||| FROM SAN JUAN COUNTY COMMUNICATIONS |||
During the December 10, 2024 Council meeting, the San Juan County Council passed an ordinance to approve a new 1/10th of 1% sales tax to create a Cultural Access program. During the meeting, the Council held a public hearing, deliberated, and passed as a councilmanic measure the proposed ordinance with councilmembers Minney and Wolf voting in favor and council chair Fuller abstaining. San Juan County’s Cultural Access program will become the first program of its kind in a rural area of Washington State.
“I come from a family of painters, writers, mathematicians and scientists,” said councilmember Cindy Wolf. “But my own connection to the arts is theater – a collaborative art form. And I believe that you can never do something as beautiful alone as you can do together,” Wolf noted, acknowledging the Council Chambers room full of representatives from various arts organizations, schools, and other nonprofits. “It is absolutely my honor to be able to support the adoption of this cultural access tax.”
In the coming months, the County will work to develop the program, managed by the Parks and Fair Department, with the intent of processing grants in 2026. The tax will be enacted on April 1, 2025, in San Juan County.
What is Cultural Access?

◆ WHAT THIS TASK INVOLVES ◆
From the San Juan County sales tax announcement, return the passage starting at "In the coming" and ending at "is Cultural Access?", copied word for word. The records can be set aside; they aren't needed for anything here.

◆ RECORDS SUPPLIED ◆
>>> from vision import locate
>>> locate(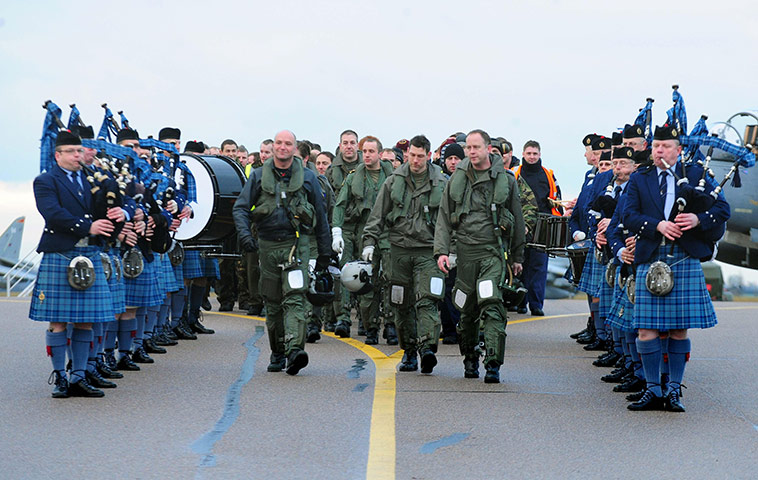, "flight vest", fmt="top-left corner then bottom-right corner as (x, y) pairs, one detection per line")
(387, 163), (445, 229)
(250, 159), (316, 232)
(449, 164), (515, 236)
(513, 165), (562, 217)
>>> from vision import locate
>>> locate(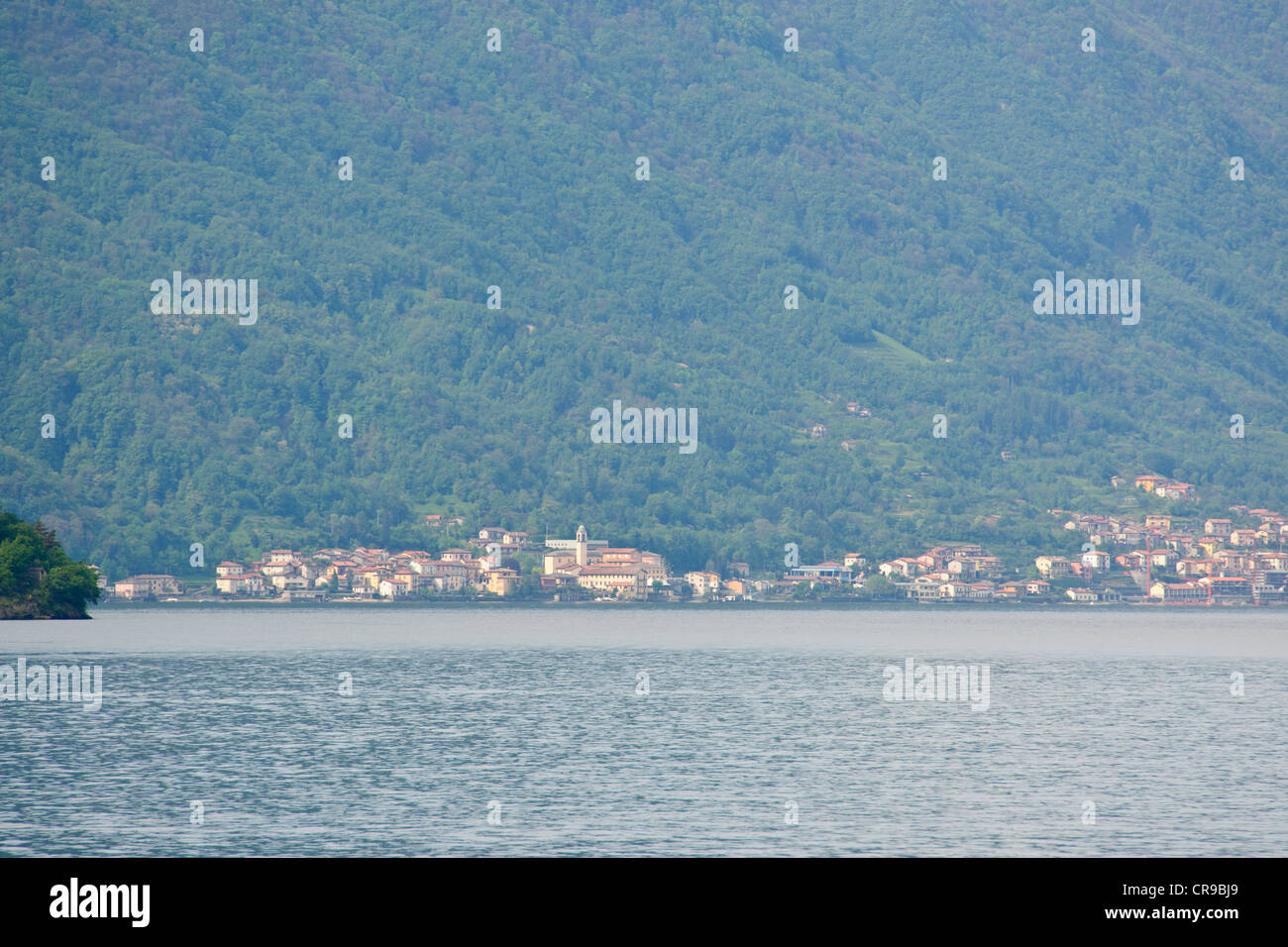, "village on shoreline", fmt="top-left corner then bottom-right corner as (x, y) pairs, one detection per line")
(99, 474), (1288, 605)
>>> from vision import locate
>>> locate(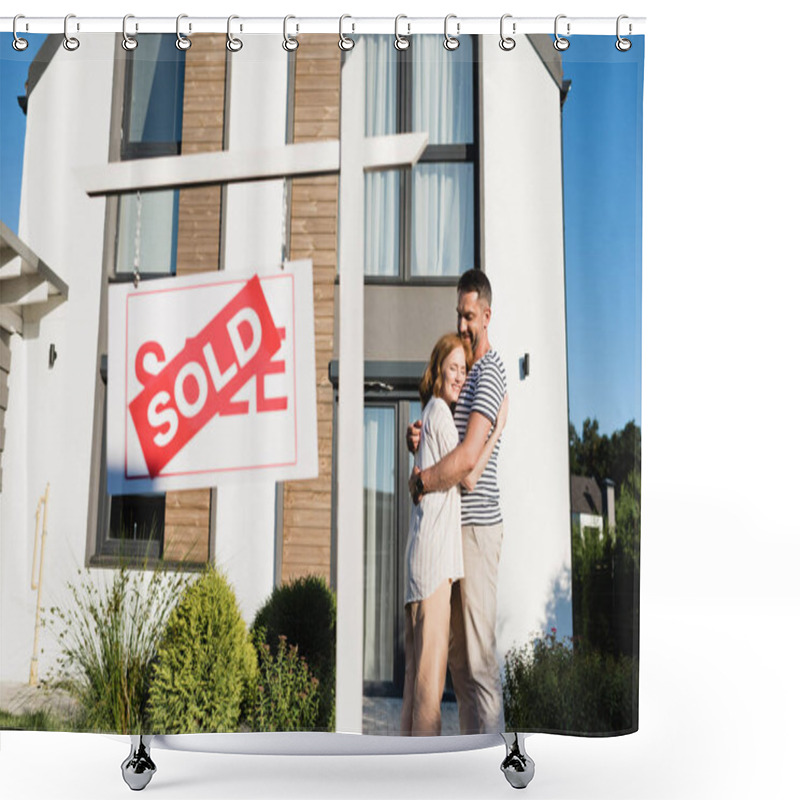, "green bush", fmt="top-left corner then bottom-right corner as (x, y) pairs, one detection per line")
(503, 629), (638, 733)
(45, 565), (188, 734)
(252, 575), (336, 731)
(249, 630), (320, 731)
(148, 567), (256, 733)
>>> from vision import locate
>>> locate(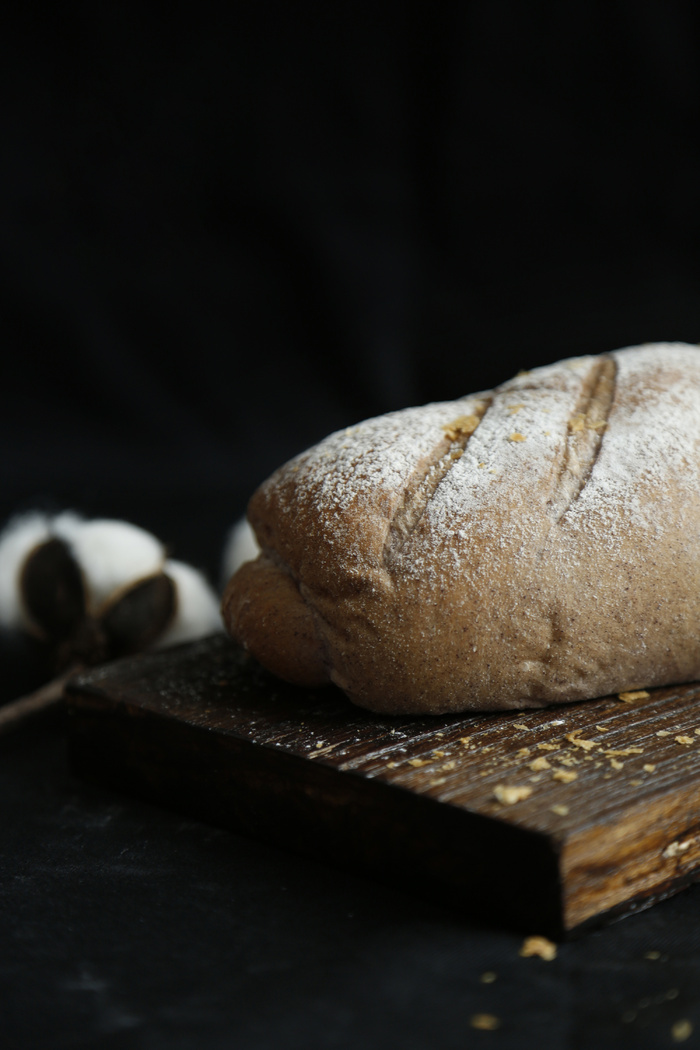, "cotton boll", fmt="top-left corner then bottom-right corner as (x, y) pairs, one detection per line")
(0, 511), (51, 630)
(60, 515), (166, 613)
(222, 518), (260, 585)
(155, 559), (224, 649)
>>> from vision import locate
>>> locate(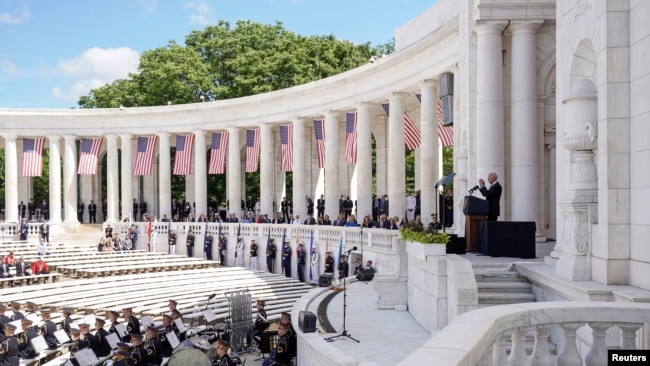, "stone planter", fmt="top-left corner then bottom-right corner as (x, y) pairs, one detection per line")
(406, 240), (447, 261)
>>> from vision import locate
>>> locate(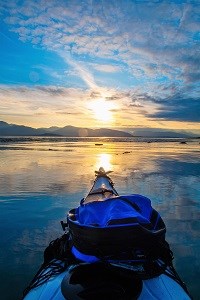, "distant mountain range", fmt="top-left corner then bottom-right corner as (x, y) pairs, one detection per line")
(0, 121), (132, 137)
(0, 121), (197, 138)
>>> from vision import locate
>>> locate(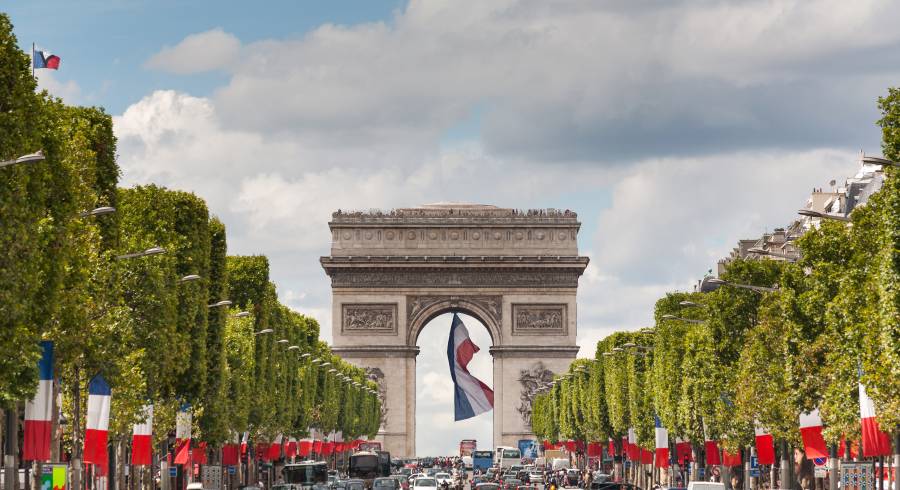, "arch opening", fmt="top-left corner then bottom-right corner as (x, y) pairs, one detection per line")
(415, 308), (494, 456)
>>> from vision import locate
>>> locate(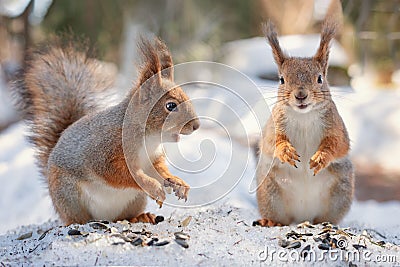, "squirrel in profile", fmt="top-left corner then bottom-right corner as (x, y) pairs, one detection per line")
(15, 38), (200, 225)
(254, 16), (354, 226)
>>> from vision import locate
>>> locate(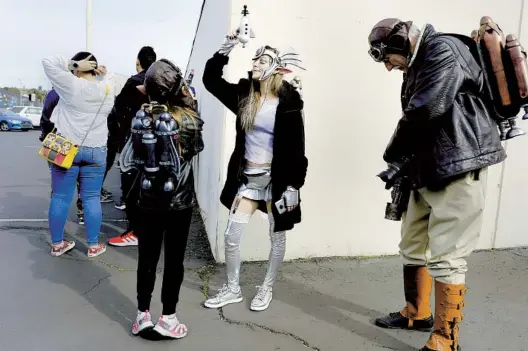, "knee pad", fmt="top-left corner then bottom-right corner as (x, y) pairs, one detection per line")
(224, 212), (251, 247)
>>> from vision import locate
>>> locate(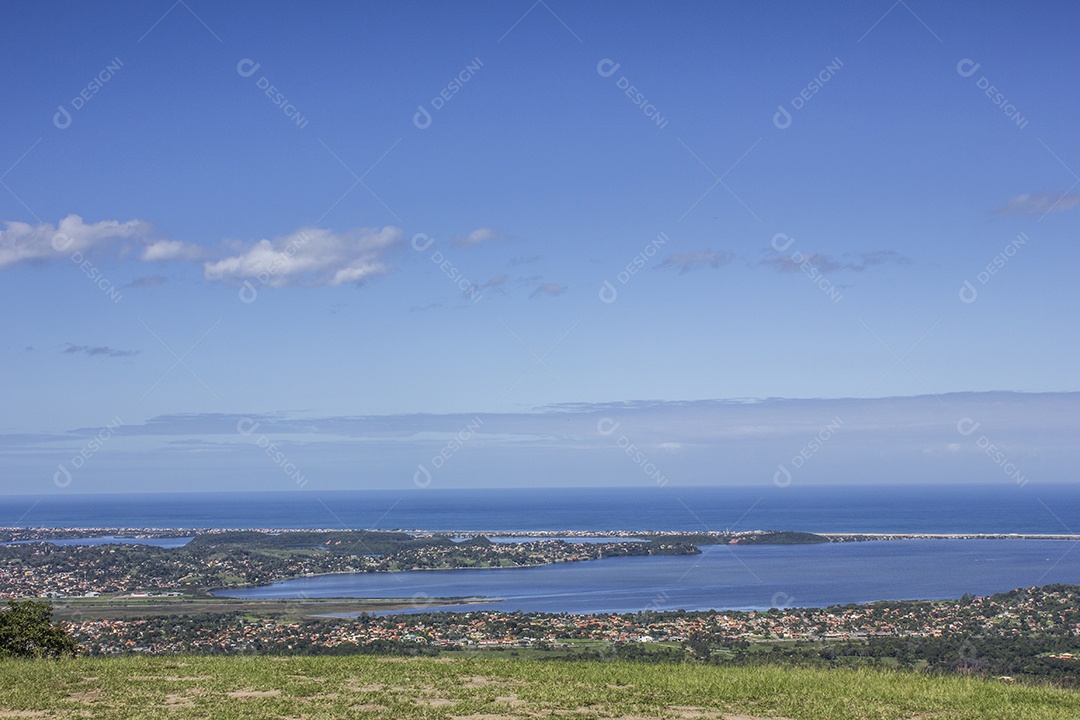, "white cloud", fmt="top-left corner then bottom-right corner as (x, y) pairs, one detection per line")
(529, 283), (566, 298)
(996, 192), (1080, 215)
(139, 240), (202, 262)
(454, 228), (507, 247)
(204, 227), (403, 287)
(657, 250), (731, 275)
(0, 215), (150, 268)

◆ EXERCISE ANSWER ◆
In the coming months, the County will work to develop the program, managed by the Parks and Fair Department, with the intent of processing grants in 2026. The tax will be enacted on April 1, 2025, in San Juan County.
What is Cultural Access?